(Some records)

--- Start ---

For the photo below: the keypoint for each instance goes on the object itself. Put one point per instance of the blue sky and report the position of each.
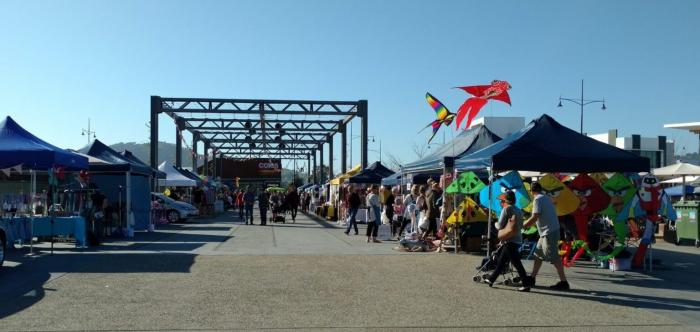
(62, 62)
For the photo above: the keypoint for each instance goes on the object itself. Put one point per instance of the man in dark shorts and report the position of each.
(544, 215)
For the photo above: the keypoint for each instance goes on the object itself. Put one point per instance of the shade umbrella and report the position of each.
(678, 169)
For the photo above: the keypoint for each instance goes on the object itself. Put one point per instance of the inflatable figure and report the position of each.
(467, 211)
(592, 199)
(467, 183)
(650, 202)
(498, 90)
(562, 197)
(510, 181)
(443, 115)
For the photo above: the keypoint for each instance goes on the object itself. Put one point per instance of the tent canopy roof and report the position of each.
(678, 169)
(116, 161)
(173, 177)
(18, 146)
(372, 174)
(545, 145)
(341, 178)
(468, 141)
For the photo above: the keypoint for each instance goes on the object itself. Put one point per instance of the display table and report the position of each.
(20, 228)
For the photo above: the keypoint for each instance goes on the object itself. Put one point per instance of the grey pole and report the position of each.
(362, 110)
(343, 149)
(155, 110)
(330, 157)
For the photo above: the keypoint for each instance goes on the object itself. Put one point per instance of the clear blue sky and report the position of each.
(62, 62)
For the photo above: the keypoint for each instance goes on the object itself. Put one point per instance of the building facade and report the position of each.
(659, 149)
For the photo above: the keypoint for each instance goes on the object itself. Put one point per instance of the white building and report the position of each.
(658, 149)
(503, 126)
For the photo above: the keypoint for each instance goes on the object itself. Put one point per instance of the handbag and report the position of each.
(509, 231)
(385, 218)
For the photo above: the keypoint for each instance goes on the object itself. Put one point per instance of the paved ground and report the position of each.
(218, 274)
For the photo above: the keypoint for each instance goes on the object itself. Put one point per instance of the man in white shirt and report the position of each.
(544, 214)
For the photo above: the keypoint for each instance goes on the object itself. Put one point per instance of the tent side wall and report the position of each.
(109, 183)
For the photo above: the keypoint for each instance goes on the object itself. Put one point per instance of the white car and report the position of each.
(175, 210)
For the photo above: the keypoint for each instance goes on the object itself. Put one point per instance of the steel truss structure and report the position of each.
(261, 128)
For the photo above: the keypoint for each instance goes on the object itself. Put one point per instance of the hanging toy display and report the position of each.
(651, 203)
(511, 181)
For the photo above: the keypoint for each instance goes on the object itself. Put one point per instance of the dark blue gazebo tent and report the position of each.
(466, 142)
(123, 179)
(20, 147)
(544, 145)
(373, 174)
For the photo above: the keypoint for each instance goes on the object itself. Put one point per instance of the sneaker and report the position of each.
(562, 285)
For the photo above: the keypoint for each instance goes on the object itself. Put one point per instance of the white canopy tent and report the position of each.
(681, 170)
(173, 177)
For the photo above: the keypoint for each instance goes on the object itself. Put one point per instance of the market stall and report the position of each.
(126, 183)
(21, 151)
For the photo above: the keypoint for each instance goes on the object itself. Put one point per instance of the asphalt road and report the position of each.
(217, 274)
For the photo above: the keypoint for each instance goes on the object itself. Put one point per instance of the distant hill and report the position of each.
(166, 151)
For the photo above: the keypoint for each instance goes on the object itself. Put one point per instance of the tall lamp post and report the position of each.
(582, 102)
(88, 132)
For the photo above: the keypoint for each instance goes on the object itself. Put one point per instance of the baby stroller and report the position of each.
(488, 264)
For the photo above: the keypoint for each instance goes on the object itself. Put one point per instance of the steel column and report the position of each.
(155, 110)
(195, 141)
(343, 149)
(205, 167)
(320, 170)
(330, 158)
(178, 145)
(362, 110)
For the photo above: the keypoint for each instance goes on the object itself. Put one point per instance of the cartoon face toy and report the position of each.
(467, 183)
(511, 181)
(562, 197)
(621, 190)
(467, 211)
(592, 197)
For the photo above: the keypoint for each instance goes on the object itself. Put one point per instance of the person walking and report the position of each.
(292, 201)
(433, 211)
(510, 225)
(263, 205)
(374, 214)
(544, 215)
(239, 202)
(249, 202)
(353, 205)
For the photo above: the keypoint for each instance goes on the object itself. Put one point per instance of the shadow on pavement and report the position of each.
(23, 285)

--- End ---

## STATED TASK
Copy every entry exactly as written. Pictures are excluded.

## FINAL RESULT
For the photo below: the keypoint for each instance goes on the object itself. Put one point per instance of the blue sky and report the position of each.
(62, 62)
For the photo above: the keypoint for each instance goes on the object itself. Put one point per instance of the man in dark shorts and report the position of each.
(544, 215)
For the photo above: the keypoint for each instance goes on the object itself. Put one point per instance of the shade umbrella and report the position of each.
(678, 169)
For the photo above: the keypoint for each instance goes on the object itself. Put one point per instance of the inflatable figure and report the position of each.
(467, 211)
(592, 199)
(467, 183)
(650, 202)
(498, 90)
(562, 197)
(510, 181)
(443, 115)
For the photo above: the keypoint for each instance goes on the object itself. Put one point per instance of the tent canopy roof and report the position of each.
(678, 169)
(116, 161)
(173, 177)
(18, 146)
(372, 174)
(545, 145)
(341, 178)
(468, 141)
For the photo above: the keypoint for each instance goes on the object itself. Put one point per instance of the display table and report the position of each.
(20, 228)
For the photo above: the keypoint for each instance goes on the object itself. Put one point per instance of the grey pole and report the position of each.
(362, 110)
(343, 149)
(155, 110)
(330, 157)
For the photo above: the keypoint for each instance goes on the object itself. Put one point per instance of the clear blue sky and report the position of each.
(62, 62)
For the photo above: the keypoint for each instance goes on the object itself. Put one point per instance of the building facade and report the position of each.
(659, 149)
For the photo above: the keypoint for each instance goes on the object itself. Put one point per instance of the white building and report the position of each.
(658, 149)
(503, 126)
For the photo above: the keypoint for each instance goes on the object itself. Put one point per instance of the handbag and report the position of each.
(509, 231)
(385, 218)
For the photo above: the keypoint for each instance goes on the object itself. Put one point per instance of the paved ground and report the position of each.
(218, 274)
For the photo above: the keypoint for each instance goes on the object itself. Put one point per instance of the man in white shirt and report the position of each.
(544, 214)
For the photo above: the keypoint for each instance goes on the object itself. Put one point per instance of the tent side wall and report the position of each.
(109, 183)
For the photo above: the keypoint for each instance goes on the object itself. Put one point per instance of the white car and report the position of each.
(175, 210)
For the photo above: the keypoint for each instance goes on the object itself. Put one point per instance of the steel truss structure and report the position of each.
(261, 128)
For the photo above: the keypoint for each instance goes on the object itself. Put one point per instance of the hanging toy display and report the position of each.
(651, 203)
(511, 181)
For the photo above: the keypoint for each instance goes on the object itself. Put one point per instance of the dark blue gazebo tent and report the position of each.
(466, 142)
(123, 179)
(20, 147)
(544, 145)
(373, 174)
For the photo above: the keypoint for each instance goes on the object itself. Put one point per instance of the sneaker and report the position of each.
(562, 285)
For the photo above: the keypoint for each instance goes on the object itself. Put one point per instance of the white canopy tent and report the position of each.
(681, 170)
(173, 177)
For the photo above: the keypoint for each instance goes on the object itself. Put one point per instance of the market stall and report the position of each.
(126, 183)
(21, 151)
For the photo above: the keypoint for each instance goes on the object itself. Put one point per instance of the asphalt road and report the position of each.
(217, 274)
For the photo above: the keypoint for each instance goes on the object itself. Put one point per instance of the distant hill and report the position of each.
(166, 151)
For the photo above: the keypoint for each instance goes on the object itself. Put one point per instance of the tall lamp post and report the position of each.
(582, 102)
(88, 132)
For the photo above: the keypoint for each instance goes on the object itself. Put one point per instance of the baby stroller and report the position of each.
(488, 264)
For the photo above: the keypoint for each instance goes on the object itself. Put one point per instance of the steel column and report the position of each.
(155, 110)
(195, 141)
(343, 149)
(205, 167)
(320, 170)
(330, 158)
(178, 145)
(362, 110)
For the photo above: the keypoint for each instance goes on the object itself. Put one point per instance of the cartoon face toy and report the position of each.
(467, 183)
(511, 181)
(562, 197)
(621, 190)
(467, 211)
(592, 197)
For the photo above: the keypoint for each instance goes on the object itself. Put one point per instance of the person walking and report the position of each.
(292, 201)
(433, 211)
(510, 225)
(263, 205)
(374, 214)
(544, 215)
(239, 202)
(249, 202)
(353, 205)
For the photo above: the keypoint for each instance goes on the object itself. Put one point per instance of the shadow on pavement and report the position of each.
(23, 285)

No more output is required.